_WHAT IS NEEDED_: Retype every line of the listing below word for word, omitting the pictures from your copy.

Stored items
━━━━━━━━

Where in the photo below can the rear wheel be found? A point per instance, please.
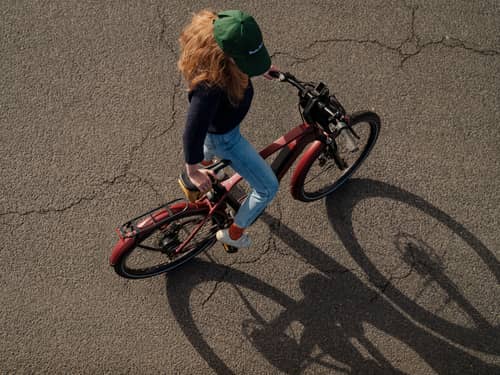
(156, 251)
(329, 166)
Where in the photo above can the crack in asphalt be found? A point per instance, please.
(412, 42)
(134, 150)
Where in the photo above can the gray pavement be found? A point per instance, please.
(396, 273)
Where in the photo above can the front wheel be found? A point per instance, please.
(157, 251)
(326, 167)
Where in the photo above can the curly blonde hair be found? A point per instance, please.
(202, 60)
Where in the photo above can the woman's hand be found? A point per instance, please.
(199, 177)
(271, 69)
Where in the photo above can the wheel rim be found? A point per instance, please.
(324, 175)
(157, 252)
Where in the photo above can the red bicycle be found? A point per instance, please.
(335, 145)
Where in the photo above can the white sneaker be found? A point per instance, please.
(243, 242)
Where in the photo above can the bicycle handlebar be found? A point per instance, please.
(317, 103)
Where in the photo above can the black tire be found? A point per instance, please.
(148, 257)
(321, 176)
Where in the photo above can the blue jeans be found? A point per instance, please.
(247, 162)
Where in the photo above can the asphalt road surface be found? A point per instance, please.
(396, 273)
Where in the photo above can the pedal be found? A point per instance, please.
(230, 249)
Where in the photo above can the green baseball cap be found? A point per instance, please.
(239, 36)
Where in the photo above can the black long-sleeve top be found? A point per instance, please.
(211, 112)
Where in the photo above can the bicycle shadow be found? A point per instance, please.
(336, 307)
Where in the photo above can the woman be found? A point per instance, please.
(219, 54)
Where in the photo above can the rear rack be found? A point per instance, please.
(155, 217)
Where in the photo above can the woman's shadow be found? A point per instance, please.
(337, 304)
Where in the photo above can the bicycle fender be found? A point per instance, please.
(123, 245)
(126, 243)
(299, 174)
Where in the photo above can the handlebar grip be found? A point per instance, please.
(274, 74)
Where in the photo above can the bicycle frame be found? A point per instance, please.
(290, 147)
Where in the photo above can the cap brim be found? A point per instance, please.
(254, 65)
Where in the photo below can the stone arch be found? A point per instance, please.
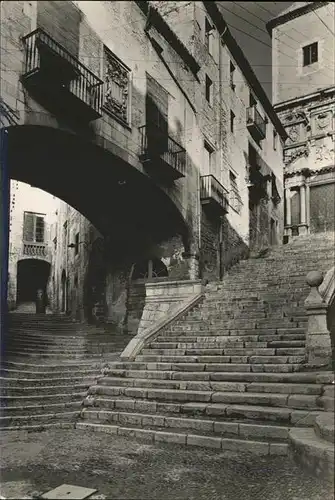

━━━━━━━━

_WRITTEN ANSWER_:
Where in the photo below can the rear wheel be found? A point per instance, please.
(156, 251)
(329, 166)
Where in the photo above can the crack in asphalt be found? A point per instance, please.
(412, 42)
(134, 150)
Where in the photo above can the gray pavement be found? A point per instance, please.
(396, 273)
Where in the photo above can the front wheel be found? A point per instance, please.
(157, 251)
(326, 167)
Where in the photo above can the curly blonde hair be found? A point per instance, please.
(202, 60)
Where in the photo above can the woman's hand be found? A point per instance, please.
(199, 177)
(271, 69)
Where in the photo above can the wheel rim be found? A point per instance, please.
(324, 175)
(157, 252)
Where in the photo above can the red bicycle be found? A point per instance, please.
(335, 145)
Where in the photo above can the white sneaker be found? A point per instance, please.
(243, 242)
Where in the photo above can the bicycle handlebar be found? A point per instance, please.
(317, 103)
Where in the photo above can the black tire be found? A point per instance, please.
(148, 257)
(321, 176)
Where in the photo above can the blue jeans be found? A point per instance, please.
(247, 162)
Where in the photo above can the asphalt road surface be found? A point per instance, please.
(396, 273)
Where in the photo above can the pedal be found? A point per instance, please.
(230, 249)
Where in the photo above can the green baseball cap be found? A point per instance, please.
(239, 36)
Where in the photo above can the black long-sleeve top be found? A point per instance, please.
(211, 112)
Where in the photo above can the bicycle shadow be found? A point per instance, please.
(336, 307)
Where in the photo above can the woman be found? A point per instance, please.
(219, 54)
Where in the photo above can the rear rack be found? A point per instance, please.
(155, 217)
Where in the photo above can the woman's shadow be found? A point per instance, please.
(337, 304)
Where in the photo above can the bicycle fender be found? A point per instance, please.
(123, 245)
(126, 243)
(299, 174)
Where in the photo above can the handlebar grip be found? A point per instance, please.
(274, 74)
Where in the photo above can the bicycle frame be found? A point per instance, please.
(290, 147)
Where in the photo above can the cap brim be found? A point per instance, please.
(254, 65)
Where in the photo below can the stone arch be found? A point per instance, please.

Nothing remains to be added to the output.